To do>
1 – Answer these questions using the comment thread:
(a) Which school does one comment say is not an Ivy League school, naming only that school?
(b) Which two schools are said to be ranked ahead of Ivy League schools in most world rankings of universities?
(c) Into how many paragraphs does the self-described English native speaker say the questions can be broken down?
2 – In the records, rewrite the lines starting at the one containing "Kindly provide the mask of every instance of the light" and ending at the one containing "[[210,128],[223,130],[224,94],[210,94]]", swapping "upper cabinet" for "wall cabinet" and leaving everything else unchanged.

Document text>
^^^^^^^^^^^^^^^^

We generally don't need competition, we learn for us not for others. Sure I can gloat if I get a higher score on a test than my friend, but that's never the driving force behind studying.
"You don't need academic success to feel validated"-IVY LEAGUE GRADS -__-
UC Berkeley is not an ivy league school
that's why she couldn't get both answers right :)
Stanford and Berkley are not Ivy league schools. However, you'd be mad to think Stanford or Berkley are any less. They're ranked ahead of Ivy league schools in most world ranking of universities.
Stanford and Berkley aren't Ivy League but they are basically the same. All of these three universities have the highest ranking in the world.
Lol my thoughts as well. Sadly in reality, recruiters will initially and inevitably define you because of your school. It is not everything yet it is something, a huge something. Regardless, if a major school doesn't work out then one should find other aspects in life which they are good at instead of suicide.
Lol no wonder they're the best gamers in the world.
LUL koreans haven't won a ti KAPPA123
Lol all the gamers skipped school and play games and try to play professional
Totally unrelated.
Slurff yea xD
Dude, do you really think someone can keep up with both this monstrous academic system and being a pro e-sports player? You're delusional.
no onne is going to talk about how good Ned is? : )
any English native speaker here, who got both questions wrong?
I'm not a native speaker, therfore I am crying and celebrating that I don't live in Korea.
I used to be an Adventurer like you Then I got high i only got one wrong but the one i got right was just pure luck
I'm an English Native speaker and these questions kinda debunked me at the end but I can break them down into 3 paragraphs and think about them each individually.
Still got them wrong but hey, it's just how I think.

^^^^^^^^^^^^^^^^

[Saved data entries]

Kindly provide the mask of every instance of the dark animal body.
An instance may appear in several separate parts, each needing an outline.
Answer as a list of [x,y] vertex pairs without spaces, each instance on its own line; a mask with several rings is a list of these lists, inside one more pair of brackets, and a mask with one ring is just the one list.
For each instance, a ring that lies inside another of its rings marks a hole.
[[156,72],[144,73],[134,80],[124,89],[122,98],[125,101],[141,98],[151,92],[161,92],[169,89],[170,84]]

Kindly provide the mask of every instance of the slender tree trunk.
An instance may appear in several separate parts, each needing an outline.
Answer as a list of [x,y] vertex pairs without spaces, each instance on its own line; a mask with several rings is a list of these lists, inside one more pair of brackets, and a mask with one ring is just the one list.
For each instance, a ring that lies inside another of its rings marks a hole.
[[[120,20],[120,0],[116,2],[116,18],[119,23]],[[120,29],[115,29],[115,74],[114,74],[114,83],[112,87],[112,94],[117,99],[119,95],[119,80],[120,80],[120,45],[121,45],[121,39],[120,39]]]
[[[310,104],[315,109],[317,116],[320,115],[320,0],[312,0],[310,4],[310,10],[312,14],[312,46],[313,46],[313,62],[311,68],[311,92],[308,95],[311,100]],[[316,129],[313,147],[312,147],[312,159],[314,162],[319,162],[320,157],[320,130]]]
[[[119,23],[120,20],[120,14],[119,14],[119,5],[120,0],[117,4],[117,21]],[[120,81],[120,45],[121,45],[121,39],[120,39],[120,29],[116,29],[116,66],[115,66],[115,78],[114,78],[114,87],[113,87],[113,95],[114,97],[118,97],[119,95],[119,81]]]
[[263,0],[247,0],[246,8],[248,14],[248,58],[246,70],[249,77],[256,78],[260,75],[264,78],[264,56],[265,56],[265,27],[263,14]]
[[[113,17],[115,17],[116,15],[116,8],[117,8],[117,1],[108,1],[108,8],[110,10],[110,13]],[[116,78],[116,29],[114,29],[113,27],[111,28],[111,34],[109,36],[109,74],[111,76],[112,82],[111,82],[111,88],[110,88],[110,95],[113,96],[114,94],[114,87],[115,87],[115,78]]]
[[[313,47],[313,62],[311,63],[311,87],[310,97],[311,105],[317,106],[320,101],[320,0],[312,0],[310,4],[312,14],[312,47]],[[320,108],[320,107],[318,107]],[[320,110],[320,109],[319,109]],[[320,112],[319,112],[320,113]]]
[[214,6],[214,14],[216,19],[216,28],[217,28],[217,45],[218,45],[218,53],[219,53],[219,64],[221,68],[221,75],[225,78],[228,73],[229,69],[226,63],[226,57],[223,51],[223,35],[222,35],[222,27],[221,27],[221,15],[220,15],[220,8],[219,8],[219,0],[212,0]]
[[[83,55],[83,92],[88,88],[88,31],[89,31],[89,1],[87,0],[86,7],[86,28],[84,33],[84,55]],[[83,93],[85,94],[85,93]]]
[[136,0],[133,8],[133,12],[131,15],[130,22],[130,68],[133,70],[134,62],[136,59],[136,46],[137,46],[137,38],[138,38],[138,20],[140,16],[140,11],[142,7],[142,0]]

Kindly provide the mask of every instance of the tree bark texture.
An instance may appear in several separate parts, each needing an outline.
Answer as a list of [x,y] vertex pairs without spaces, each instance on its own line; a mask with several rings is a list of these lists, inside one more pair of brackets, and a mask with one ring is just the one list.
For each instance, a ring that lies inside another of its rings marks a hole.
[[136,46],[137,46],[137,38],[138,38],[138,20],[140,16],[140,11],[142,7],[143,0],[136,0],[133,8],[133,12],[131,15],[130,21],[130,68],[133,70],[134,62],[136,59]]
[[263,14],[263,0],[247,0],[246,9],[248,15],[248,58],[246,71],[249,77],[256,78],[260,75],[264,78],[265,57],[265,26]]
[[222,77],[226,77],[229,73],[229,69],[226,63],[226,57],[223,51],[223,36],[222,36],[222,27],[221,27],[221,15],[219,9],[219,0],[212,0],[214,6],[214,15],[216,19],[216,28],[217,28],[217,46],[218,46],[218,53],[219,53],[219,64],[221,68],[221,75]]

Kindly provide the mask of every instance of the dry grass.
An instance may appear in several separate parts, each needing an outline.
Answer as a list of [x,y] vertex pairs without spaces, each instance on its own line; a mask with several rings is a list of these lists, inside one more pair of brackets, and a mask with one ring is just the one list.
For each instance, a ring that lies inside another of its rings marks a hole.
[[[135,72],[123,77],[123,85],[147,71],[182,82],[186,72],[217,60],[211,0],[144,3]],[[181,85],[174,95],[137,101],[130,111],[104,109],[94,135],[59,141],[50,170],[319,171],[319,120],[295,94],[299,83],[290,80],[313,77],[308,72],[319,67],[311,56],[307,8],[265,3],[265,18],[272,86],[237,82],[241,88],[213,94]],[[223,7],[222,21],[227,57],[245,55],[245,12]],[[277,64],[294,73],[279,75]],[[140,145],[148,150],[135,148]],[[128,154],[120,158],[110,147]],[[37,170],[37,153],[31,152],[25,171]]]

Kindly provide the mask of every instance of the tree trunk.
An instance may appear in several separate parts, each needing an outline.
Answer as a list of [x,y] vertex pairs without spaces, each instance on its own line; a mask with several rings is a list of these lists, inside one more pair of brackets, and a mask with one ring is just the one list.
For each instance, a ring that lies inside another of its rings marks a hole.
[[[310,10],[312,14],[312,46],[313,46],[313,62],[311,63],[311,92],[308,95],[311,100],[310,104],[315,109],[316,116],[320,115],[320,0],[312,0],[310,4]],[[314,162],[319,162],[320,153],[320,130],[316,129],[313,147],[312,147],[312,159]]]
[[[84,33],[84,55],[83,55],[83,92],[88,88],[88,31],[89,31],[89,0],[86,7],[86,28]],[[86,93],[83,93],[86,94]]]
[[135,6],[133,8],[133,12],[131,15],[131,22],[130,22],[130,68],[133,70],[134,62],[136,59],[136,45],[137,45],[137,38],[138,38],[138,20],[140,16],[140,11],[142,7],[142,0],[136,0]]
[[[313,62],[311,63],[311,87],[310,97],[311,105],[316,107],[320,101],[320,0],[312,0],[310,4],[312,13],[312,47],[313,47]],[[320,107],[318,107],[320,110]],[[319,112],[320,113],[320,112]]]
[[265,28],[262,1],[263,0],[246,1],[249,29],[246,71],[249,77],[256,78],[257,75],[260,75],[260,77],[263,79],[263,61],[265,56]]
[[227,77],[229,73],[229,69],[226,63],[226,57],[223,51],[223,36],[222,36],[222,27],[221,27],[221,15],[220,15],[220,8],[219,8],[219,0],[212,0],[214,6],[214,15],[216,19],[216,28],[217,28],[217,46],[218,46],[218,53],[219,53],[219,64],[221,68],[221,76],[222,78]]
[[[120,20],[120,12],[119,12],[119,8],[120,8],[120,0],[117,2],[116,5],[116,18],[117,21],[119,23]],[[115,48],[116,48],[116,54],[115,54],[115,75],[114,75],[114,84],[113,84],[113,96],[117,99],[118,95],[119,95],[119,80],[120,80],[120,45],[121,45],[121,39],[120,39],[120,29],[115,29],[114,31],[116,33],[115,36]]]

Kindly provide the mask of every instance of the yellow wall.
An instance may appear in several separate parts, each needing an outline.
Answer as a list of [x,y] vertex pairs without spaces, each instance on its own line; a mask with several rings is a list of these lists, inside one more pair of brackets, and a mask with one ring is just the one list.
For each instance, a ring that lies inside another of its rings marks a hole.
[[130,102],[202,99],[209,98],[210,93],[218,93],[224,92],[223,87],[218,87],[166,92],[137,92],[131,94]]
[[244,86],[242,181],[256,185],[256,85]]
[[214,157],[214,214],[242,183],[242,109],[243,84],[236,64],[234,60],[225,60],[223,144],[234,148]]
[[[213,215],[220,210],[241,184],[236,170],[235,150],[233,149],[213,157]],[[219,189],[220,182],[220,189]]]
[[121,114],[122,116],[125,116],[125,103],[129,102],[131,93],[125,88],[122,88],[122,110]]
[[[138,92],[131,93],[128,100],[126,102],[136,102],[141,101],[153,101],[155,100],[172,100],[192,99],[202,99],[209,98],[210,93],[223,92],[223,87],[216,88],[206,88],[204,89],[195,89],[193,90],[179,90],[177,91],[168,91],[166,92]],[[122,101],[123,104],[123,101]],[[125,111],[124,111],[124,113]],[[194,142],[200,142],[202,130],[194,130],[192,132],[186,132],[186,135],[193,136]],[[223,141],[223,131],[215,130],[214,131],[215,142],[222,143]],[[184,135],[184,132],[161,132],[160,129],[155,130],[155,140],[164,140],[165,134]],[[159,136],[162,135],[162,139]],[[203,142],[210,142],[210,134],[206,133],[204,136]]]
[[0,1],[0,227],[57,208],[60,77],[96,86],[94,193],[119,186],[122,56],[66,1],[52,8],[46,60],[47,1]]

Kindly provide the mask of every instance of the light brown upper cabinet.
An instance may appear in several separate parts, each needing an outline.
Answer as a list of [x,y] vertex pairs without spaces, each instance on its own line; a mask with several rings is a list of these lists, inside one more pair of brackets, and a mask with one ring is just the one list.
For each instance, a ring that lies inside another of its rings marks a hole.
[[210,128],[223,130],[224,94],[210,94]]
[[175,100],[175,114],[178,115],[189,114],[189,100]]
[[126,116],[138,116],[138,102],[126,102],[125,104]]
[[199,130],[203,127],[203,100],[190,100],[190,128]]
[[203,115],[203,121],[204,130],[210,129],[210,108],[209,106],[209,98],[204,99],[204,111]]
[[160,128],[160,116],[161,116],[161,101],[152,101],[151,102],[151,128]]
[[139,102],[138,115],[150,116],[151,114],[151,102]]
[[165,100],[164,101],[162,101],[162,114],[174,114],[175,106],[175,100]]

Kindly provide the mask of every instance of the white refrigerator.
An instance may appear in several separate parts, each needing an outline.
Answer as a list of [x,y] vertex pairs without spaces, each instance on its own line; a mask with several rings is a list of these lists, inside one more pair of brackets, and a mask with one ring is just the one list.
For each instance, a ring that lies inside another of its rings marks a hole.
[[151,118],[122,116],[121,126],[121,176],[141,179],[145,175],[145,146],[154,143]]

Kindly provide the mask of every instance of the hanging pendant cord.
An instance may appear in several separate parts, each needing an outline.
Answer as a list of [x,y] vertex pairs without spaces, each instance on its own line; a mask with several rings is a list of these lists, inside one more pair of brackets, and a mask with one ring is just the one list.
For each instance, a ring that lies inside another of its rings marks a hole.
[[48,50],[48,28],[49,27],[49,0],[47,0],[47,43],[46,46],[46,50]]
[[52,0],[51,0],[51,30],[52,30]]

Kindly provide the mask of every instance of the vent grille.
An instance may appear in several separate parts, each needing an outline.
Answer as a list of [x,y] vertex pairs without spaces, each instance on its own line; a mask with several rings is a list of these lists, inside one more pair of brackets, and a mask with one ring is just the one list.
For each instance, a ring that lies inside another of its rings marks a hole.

^^^^^^^^^^^^^^^^

Per-task answers>
1 –
(a) UC Berkeley
(b) Stanford and Berkley
(c) 3

2 –
Kindly provide the mask of every instance of the light brown wall cabinet.
An instance may appear in several separate parts, each needing an outline.
Answer as a list of [x,y] vertex pairs without spaces, each instance on its own line; a mask with several rings is a list of these lists, inside one more pair of brackets, and a mask with one ring is just the one list.
For each instance, a ring that lies inside another of its rings marks a hole.
[[210,128],[223,130],[224,94],[210,94]]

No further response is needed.